Will you extract the entries word for word? Images should not appear in the copy.

Extracted records:
▼▼▼

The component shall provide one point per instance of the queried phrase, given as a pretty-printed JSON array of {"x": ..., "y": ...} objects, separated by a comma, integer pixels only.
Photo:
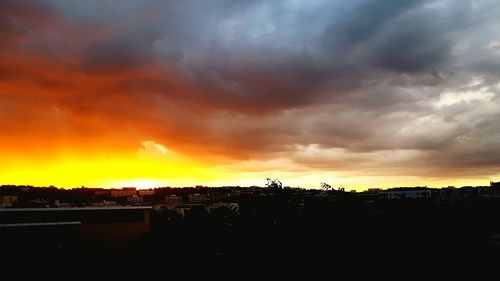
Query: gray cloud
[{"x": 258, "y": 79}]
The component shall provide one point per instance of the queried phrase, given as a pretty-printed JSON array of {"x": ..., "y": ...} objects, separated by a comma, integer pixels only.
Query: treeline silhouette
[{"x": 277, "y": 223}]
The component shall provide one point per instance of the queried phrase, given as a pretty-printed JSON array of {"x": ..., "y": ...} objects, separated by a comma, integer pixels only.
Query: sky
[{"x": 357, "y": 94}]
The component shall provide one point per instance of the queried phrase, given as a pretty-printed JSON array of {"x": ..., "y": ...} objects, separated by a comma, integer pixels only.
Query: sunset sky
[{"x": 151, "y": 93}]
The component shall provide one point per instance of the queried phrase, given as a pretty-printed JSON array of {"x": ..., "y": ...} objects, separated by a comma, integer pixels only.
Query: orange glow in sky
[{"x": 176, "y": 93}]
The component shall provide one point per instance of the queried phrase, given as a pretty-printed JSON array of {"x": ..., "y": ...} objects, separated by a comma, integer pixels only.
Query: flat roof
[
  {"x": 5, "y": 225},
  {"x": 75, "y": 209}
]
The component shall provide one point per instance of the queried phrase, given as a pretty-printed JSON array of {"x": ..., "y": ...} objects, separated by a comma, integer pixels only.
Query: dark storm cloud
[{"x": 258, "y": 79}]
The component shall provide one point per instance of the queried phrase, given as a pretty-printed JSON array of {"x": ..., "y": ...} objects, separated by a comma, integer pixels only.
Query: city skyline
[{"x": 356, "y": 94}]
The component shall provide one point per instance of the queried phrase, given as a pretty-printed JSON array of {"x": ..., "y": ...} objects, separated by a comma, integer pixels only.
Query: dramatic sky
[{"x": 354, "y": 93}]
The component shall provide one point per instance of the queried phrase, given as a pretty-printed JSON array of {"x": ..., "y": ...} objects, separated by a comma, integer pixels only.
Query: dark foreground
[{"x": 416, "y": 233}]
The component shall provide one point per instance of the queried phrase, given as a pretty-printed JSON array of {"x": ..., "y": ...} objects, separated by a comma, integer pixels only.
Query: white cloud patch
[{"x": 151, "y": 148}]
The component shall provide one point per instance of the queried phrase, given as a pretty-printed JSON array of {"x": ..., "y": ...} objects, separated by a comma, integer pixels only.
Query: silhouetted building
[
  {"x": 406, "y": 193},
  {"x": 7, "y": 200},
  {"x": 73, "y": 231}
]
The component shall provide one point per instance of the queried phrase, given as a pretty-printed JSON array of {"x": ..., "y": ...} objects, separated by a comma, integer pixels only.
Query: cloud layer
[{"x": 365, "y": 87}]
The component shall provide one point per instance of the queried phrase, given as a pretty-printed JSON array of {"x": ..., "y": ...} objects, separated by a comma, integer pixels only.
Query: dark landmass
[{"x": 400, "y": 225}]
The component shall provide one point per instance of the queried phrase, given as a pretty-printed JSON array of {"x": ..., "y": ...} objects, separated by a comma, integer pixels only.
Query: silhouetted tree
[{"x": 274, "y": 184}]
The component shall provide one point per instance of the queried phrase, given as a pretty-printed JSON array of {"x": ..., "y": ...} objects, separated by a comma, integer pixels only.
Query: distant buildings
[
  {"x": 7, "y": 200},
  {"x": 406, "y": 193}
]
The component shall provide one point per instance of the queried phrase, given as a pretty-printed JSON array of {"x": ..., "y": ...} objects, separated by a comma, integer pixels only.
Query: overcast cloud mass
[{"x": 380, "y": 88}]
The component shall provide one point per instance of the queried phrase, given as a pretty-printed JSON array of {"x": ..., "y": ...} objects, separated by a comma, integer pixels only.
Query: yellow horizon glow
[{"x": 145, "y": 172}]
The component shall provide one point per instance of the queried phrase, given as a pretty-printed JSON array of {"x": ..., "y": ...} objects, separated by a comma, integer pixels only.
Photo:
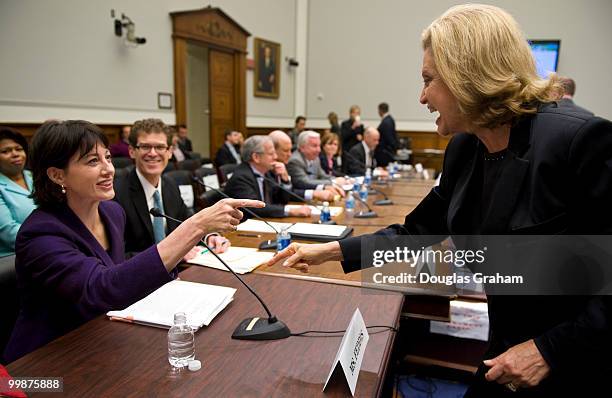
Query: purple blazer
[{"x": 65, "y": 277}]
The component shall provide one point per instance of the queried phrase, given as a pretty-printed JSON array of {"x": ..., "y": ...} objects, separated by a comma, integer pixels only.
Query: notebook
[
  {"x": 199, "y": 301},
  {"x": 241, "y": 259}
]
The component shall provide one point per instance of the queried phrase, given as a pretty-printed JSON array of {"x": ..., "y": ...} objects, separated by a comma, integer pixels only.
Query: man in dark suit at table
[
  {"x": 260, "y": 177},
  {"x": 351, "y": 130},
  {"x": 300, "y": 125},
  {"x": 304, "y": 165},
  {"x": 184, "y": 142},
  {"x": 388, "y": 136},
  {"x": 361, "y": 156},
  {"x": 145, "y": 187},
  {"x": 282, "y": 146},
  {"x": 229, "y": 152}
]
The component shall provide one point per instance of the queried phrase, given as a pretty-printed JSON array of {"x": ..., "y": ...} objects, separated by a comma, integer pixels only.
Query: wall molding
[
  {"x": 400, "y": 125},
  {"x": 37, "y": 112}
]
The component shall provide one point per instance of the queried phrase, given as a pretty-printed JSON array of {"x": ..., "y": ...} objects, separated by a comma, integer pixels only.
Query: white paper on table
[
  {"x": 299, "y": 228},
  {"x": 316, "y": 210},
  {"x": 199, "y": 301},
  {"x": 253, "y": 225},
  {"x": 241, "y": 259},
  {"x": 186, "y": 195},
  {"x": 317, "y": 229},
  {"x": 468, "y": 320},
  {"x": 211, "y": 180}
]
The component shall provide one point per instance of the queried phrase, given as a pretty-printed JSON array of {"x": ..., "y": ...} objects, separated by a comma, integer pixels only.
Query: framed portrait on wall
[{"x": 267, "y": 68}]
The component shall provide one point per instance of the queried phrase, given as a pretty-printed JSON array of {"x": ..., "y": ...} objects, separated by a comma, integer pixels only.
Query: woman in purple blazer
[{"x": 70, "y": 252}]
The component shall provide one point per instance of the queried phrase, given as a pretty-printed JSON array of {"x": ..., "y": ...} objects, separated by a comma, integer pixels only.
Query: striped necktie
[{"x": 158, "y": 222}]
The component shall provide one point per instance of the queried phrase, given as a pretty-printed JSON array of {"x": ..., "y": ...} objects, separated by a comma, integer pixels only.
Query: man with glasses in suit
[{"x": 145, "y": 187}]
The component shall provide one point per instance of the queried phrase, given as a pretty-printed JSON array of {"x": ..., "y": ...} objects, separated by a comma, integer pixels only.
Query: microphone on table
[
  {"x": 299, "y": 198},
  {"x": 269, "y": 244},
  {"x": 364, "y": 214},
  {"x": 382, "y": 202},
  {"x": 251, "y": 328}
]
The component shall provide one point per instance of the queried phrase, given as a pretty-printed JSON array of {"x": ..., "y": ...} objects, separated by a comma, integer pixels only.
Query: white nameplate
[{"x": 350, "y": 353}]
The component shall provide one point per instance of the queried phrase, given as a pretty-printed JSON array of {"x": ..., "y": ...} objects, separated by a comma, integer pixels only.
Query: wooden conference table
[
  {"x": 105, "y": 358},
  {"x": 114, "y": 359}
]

▲▲▲

**Response to the task:**
The component shall provide one point per instance of the queried phrase, given as a pretty-printed JSON array of {"x": ..., "y": ...} objects, separated by a comma, integer pixels only.
Photo:
Query: gray cloud
[{"x": 258, "y": 79}]
The component shall provide one point per instance of the queried phrase, given as a pretty-printed JSON array of {"x": ..., "y": ...} objects, separated by a comma, integer pixels only.
Query: treeline silhouette
[{"x": 277, "y": 223}]
The component shall provide one point per instance of the queried phrase, given as a pretty-printed JSON array of {"x": ..., "y": ...} objects, separated by a comma, integer pixels only.
Query: sky
[{"x": 357, "y": 94}]
The component shall provide one point per instance of the queried phrase, given as a pretty-printed JSON array of {"x": ..., "y": ...} objects, separated by a comma, integer pixels only.
Query: sunset sky
[{"x": 151, "y": 93}]
The component shall provide one point per instance of the queried phrase, given as a pretty-printed JSON array of {"x": ..., "y": ...} objects, separated by a comma, integer pixels only.
Query: orange glow in sky
[{"x": 176, "y": 93}]
The component shall provide one point per instance of the queried phrase, given as a pretty-printed JSON array of {"x": ..., "y": ...} objects, separated by a comma, integer pixels only.
Query: flat roof
[
  {"x": 5, "y": 225},
  {"x": 75, "y": 209}
]
The component shall provide one point per instance of the queried phrase, given as a pretty-printed JSON array of {"x": ..., "y": ...} objects, separated by a comma, integer pixels only.
Query: dark storm cloud
[{"x": 258, "y": 79}]
The component shall provide one point per instance of the queried phrase, given as a pretty-printed JSON array of {"x": ..., "y": ...} objects, separated by a comma, integer pixels only.
Query: city skyline
[{"x": 356, "y": 94}]
The component shall provide one point per instance of the queried phrase, given as a pretty-printed JSON array of {"x": ..., "y": ...} objects, separated by a comma, integer pixels only.
Query: dramatic sky
[{"x": 354, "y": 93}]
The component shall provide one point per instance of the queried phrase, given as a pretty-printed JSON array of {"x": ..., "y": ...} objects, separated by a comma, integer pixels only.
Query: dark foreground
[{"x": 416, "y": 233}]
The component shall provide one point per instance of the queried phrase, given as a pretty-printed JSON array of {"x": ..., "y": ...} objects, separated by a comma, integer pixels only.
Query: white cloud patch
[{"x": 151, "y": 148}]
The component shall provide one point per instance of the queried phrase, given as a pretty-printed JSON array of {"x": ..., "y": ...} objects, separated by a comma, integer pixels only.
Query: silhouetted building
[
  {"x": 406, "y": 193},
  {"x": 7, "y": 200},
  {"x": 73, "y": 231}
]
The component shall provide one point per instance of the queried phrase, given as a pretty-printed JSON array of {"x": ..., "y": ...} objects, separated by a comma, integer pixels only.
Query: cloud layer
[{"x": 365, "y": 87}]
The component shall provide one point per instance of the queried phrase, given as a pretty-printed JSON array of {"x": ..., "y": ...} objects, separated by a comma, integer pixels only.
Query: dark landmass
[{"x": 400, "y": 225}]
The component shall provide one point per instance of the queried phrase, given as a pretty-printed JSON array of {"x": ..., "y": ...} objects, separated by a comma, integer pixels only.
Query: silhouetted tree
[{"x": 274, "y": 184}]
The component shall provide one point per instance of the queried phrase, given as a pretty-printed JSON array of {"x": ..., "y": ...} objects, separated by a comma, integer pixels only.
Query: distant buildings
[
  {"x": 7, "y": 200},
  {"x": 406, "y": 193}
]
The component shall provide one point per instance of the queried phrase, given as a pretty-printed JSON array of {"x": ..., "y": ...} objects, separated by a comma, integer pixels only.
Query: overcast cloud mass
[{"x": 380, "y": 88}]
The component shall provide one point per instance of the queried phrase, given as a pretty-printed JSON array of {"x": ..., "y": ...} objects, separated by a comma, integer pixels only.
Query: yellow horizon glow
[{"x": 145, "y": 172}]
The component shall provide one point per instance of the queried phrase, given as a pretty-printed JSON array of {"x": ..., "y": ...} objects, separated by a comma, integer pixels only.
Photo:
Query: purple blazer
[{"x": 65, "y": 277}]
The component shall provide one point per instance of the queried phrase, given as a pretty-printed JSON array of {"x": ..., "y": ...} objects, separated by a comma, integer pixels only.
Query: notebook
[
  {"x": 199, "y": 301},
  {"x": 241, "y": 259}
]
The component shall provide one point per instance of the queried phrase, given as a pretty-printed JSON array of {"x": ..., "y": ...} objects, separated by a comma, integer pixels only.
Query: man in dark suit at table
[
  {"x": 260, "y": 177},
  {"x": 351, "y": 130},
  {"x": 300, "y": 125},
  {"x": 304, "y": 165},
  {"x": 184, "y": 142},
  {"x": 388, "y": 136},
  {"x": 361, "y": 156},
  {"x": 145, "y": 187},
  {"x": 282, "y": 146},
  {"x": 229, "y": 152}
]
The component shall provide one point per instance of the queried phrase, given as a pretty-printed JSON array of {"x": ..., "y": ...} objects, separated by a comma, integer pixels only.
Query: wall molding
[
  {"x": 400, "y": 125},
  {"x": 37, "y": 112}
]
The component shall provide one point per instance of the queried phrase, given as a pretty-printed JSON array of {"x": ..., "y": ...} objects, separated by a comma, integer pixels only.
Query: white paper on table
[
  {"x": 299, "y": 228},
  {"x": 316, "y": 210},
  {"x": 199, "y": 301},
  {"x": 253, "y": 225},
  {"x": 241, "y": 259},
  {"x": 186, "y": 195},
  {"x": 317, "y": 229},
  {"x": 468, "y": 320},
  {"x": 211, "y": 180}
]
The component shall provide one point per instance of the queried phrase, given as a pretty-printed JSON array of {"x": ..., "y": ...} objects, separated by a comma, integer pixels only.
Query: framed portrait on wall
[{"x": 267, "y": 68}]
The component shall provide one point per instance of the queried phrase, given as a pretty-printed JSON array of {"x": ..., "y": ...} objects, separated by a comma, integer pixels only.
Query: woman in purple blazer
[{"x": 70, "y": 252}]
The component shall provide one point per instance of the queried phrase, given as a pretty-printed JSON array of {"x": ..., "y": ...} objects, separated by a comma, integer pixels only.
Query: striped necktie
[{"x": 158, "y": 222}]
The component shall provide one point per instance of the queried phrase, given as a pretty-printed JSON array of {"x": ..., "y": ...} objects, separated by a comma, integer pixels only.
Query: man with glasses in suit
[{"x": 145, "y": 187}]
The component shall provide one point per instance of the queried phrase, given as a pretty-printed JSON array of {"x": ..., "y": ...} objects, separated by a comma, integer pixels only.
Query: microphone on table
[
  {"x": 299, "y": 198},
  {"x": 269, "y": 244},
  {"x": 364, "y": 214},
  {"x": 382, "y": 202},
  {"x": 251, "y": 328}
]
The component shall provide one point per instance of the queried phrase, given as a pretty-printed JSON array of {"x": ..., "y": ...} objects, separated by a comma, integer pixels only.
Query: white nameplate
[{"x": 350, "y": 353}]
The component shall provide one point per instance of the queried phrase, given as a pretty-printed JSON array of {"x": ..., "y": ...} objects, separated by a comma, integer pixels only.
Query: wooden conference table
[
  {"x": 105, "y": 358},
  {"x": 114, "y": 359}
]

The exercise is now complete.